To be done:
Write what comes next in the passage on USAC sampling and scoring methods, starting after its last sentence.

-- start Passage given --

2. PROSAC – method \[4\] that assumes input data points sorted by
quality so sampling can start from the most promising points.
Correspondences for this method can be sorted e.g., by ratio of
descriptor distances of the best to second match obtained from
SIFT detector. *This is method is recommended to use because it
can find good model and terminate much earlier*.
3. NAPSAC – sampling method \[10\] which takes initial point
uniformly at random and the rest of points for minimal sample in
the neighborhood of initial point. This is method can be
potentially useful when models are localized. For example, for
plane fitting. However, in practise struggles from degenerate
issues and defining optimal neighborhood size.
4. Progressive-NAPSAC – sampler \[2\] which is similar to NAPSAC,
although it starts from local and gradually converges to
global sampling. This method can be quite useful if local models
are expected but distribution of data can be arbitrary. The
implemented version assumes data points to be sorted by quality
as in PROSAC.
2. Score Method. USAC as well as standard RANSAC finds model which
minimizes total loss. Loss can be represented by following
functions:
1. RANSAC – binary 0 / 1 loss. 1 for outlier, 0 for inlier. *Good
option if the goal is to find as many inliers as possible.*
2. MSAC – truncated squared error distance of point to model. *The
default option in framework*. The model might not have as many
inliers as using RANSAC score, however will be more accurate.

-- end Passage given --
-- start Rows --

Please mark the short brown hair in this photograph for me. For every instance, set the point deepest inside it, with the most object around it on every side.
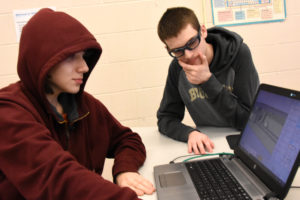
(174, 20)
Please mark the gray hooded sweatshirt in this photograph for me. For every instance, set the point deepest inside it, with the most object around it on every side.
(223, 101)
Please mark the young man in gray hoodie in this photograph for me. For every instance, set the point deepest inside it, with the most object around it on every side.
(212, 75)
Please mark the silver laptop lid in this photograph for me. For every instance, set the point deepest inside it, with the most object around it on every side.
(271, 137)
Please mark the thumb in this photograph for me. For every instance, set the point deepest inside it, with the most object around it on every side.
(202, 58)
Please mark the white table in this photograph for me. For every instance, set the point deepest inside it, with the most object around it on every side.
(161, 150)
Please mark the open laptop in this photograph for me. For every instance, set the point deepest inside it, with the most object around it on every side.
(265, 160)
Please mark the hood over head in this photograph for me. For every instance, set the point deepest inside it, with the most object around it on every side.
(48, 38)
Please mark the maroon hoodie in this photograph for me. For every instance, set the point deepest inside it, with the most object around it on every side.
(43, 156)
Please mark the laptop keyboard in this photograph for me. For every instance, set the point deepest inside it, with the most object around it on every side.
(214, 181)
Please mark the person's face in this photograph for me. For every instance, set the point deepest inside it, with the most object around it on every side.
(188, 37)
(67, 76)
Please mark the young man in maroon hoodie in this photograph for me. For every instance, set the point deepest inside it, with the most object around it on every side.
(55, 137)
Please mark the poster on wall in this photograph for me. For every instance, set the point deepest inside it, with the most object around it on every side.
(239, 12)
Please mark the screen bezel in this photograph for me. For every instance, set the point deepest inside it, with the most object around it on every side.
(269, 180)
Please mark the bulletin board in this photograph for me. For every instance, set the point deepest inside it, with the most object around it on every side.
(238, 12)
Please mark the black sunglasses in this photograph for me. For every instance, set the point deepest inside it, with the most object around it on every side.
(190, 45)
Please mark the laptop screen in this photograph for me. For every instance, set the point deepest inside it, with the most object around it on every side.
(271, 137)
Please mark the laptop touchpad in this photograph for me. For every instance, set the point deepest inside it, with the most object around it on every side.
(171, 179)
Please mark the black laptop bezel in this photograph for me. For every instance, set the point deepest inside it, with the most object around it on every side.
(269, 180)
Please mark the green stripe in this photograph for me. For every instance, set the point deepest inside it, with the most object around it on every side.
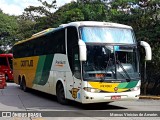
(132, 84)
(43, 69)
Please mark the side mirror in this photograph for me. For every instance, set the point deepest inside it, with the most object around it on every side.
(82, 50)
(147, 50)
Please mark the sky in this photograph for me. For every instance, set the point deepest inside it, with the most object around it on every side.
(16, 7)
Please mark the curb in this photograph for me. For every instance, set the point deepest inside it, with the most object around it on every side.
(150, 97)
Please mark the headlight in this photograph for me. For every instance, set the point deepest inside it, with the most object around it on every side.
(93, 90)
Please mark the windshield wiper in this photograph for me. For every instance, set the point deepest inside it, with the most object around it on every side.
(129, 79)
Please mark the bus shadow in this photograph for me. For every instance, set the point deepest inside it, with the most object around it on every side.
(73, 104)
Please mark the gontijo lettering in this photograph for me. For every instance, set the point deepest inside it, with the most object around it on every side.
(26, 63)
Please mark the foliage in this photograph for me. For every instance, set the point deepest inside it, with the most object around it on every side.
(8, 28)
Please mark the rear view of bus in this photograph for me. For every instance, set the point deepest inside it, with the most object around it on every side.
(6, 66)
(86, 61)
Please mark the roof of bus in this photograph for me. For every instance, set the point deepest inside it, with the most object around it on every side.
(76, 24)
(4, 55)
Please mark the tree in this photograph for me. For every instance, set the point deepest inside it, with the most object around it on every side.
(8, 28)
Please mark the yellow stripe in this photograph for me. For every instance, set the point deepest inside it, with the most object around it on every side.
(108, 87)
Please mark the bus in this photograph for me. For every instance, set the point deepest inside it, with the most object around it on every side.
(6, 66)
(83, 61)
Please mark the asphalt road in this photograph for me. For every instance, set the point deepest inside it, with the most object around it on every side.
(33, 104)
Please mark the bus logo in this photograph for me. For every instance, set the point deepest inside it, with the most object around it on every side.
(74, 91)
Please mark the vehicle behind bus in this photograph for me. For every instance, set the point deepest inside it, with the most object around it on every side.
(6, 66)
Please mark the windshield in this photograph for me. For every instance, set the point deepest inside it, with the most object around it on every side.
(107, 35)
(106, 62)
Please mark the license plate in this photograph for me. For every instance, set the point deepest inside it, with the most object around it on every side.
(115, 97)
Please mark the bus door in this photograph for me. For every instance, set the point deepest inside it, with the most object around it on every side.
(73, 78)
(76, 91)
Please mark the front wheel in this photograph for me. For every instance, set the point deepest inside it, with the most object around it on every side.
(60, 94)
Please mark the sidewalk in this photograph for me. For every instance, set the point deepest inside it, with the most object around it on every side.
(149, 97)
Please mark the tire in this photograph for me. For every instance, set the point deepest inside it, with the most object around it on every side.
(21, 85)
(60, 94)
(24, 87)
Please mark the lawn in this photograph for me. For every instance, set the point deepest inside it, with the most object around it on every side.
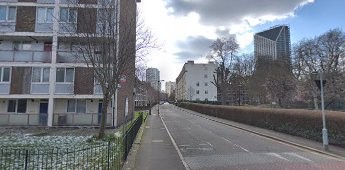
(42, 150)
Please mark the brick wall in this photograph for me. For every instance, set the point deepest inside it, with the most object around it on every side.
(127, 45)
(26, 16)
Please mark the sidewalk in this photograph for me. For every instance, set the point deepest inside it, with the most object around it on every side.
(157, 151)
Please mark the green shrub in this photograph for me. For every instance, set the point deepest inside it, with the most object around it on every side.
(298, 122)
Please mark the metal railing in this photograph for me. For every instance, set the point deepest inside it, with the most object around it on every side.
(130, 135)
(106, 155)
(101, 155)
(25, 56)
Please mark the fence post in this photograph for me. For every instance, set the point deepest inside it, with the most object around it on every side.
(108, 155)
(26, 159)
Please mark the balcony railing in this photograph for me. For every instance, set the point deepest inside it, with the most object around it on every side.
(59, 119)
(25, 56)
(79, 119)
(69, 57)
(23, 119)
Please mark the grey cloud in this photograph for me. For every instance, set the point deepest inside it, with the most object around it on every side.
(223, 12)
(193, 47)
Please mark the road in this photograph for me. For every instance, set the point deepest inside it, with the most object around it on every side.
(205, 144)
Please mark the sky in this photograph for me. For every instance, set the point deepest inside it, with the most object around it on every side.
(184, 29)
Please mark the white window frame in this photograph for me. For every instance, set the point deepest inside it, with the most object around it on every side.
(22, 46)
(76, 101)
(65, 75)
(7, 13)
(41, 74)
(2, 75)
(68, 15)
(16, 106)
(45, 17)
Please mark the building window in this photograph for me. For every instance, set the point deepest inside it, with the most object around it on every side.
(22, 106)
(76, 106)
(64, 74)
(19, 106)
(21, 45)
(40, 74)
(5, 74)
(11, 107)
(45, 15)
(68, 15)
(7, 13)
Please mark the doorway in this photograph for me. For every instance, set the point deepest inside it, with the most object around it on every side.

-- end Rows --

Exercise output:
3. MAGSAC – threshold-free method \[3\] to compute score. Using,
although, maximum sigma (standard deviation of noise) level to
marginalize residual of point over sigma. Score of the point
represents likelihood of point being inlier. *Recommended option
when image noise is unknown since method does not require
threshold*. However, it is still recommended to provide at least
approximated threshold, because termination itself is based on
number of points which error is less than threshold. By giving 0
threshold the method will output model after maximum number of
iterations reached.
4. LMeds – the least median of squared error distances. In the
framework finding median is efficiently implement with $O(n)$
complexity using quick-sort algorithm. Note, LMeds does not have
to work properly when inlier ratio is less than 50%, in other
cases this method is robust and does not require threshold.
3. Error metric which describes error distance of point to
estimated model.
1. Re-projection distance – used for affine, homography and
projection matrices. For homography also symmetric re-projection
distance can be used.
2. Sampson distance – used for Fundamental matrix.
3. Symmetric Geometric distance – used for Essential matrix.
4. Degeneracy:
1. DEGENSAC – method \[7\] which for Fundamental matrix estimation
efficiently verifies and recovers model which has at least 5
points in minimal sample lying on the dominant plane.
2. Collinearity test – for affine and homography matrix estimation
checks if no 3 points lying on the line. For homography matrix
since points are planar is applied test which checks if points
in minimal sample lie on the same side w.r.t. to any line
crossing any two points in sample (does not assume reflection).
3. Oriented epipolar constraint – method \[6\] for epipolar
geometry which verifies model (fundamental and essential matrix)
to have points visible in the front of the camera.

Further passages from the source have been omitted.